WHAT IS REQUIRED =>
Please answer these from the page on how self-driving cars see:
1. Which three sensors are named as the primary autonomous vehicle sensors?
2. What do inertial measurement units help track?
3. Which sensor is described as the most commonly used?

— Start of PAGE TEXT —

How Does a Self-Driving Car See?


Camera, radar and lidar sensors give autonomous vehicles superhuman vision.

To drive better than humans, autonomous vehicles must first see better than humans.

Building reliable vision capabilities for self-driving cars has been a major development hurdle. By combining a variety of sensors, however, developers have been able to create a detection system that can “see” a vehicle’s environment even better than human eyesight.

The keys to this system are diversity — different types of sensors — and redundancy — overlapping sensors that can verify that what a car is detecting is accurate.

The three primary autonomous vehicle sensors are camera, radar and lidar. Working together, they provide the car visuals of its surroundings and help it detect the speed and distance of nearby objects, as well as their three-dimensional shape.

In addition, sensors known as inertial measurement units help track a vehicle’s acceleration and location.

To understand how these sensors work on a self-driving car — and replace and improve human driving vision — let’s start by zooming in on the most commonly used sensor, the camera.

— End of PAGE TEXT —
— Start of DATA PROVIDED —

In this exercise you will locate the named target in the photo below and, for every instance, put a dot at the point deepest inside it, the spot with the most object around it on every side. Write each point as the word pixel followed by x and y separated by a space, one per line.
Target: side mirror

— End of DATA PROVIDED —

OUTPUT =>
1. Camera, radar and lidar.
2. A vehicle's acceleration and location.
3. The camera.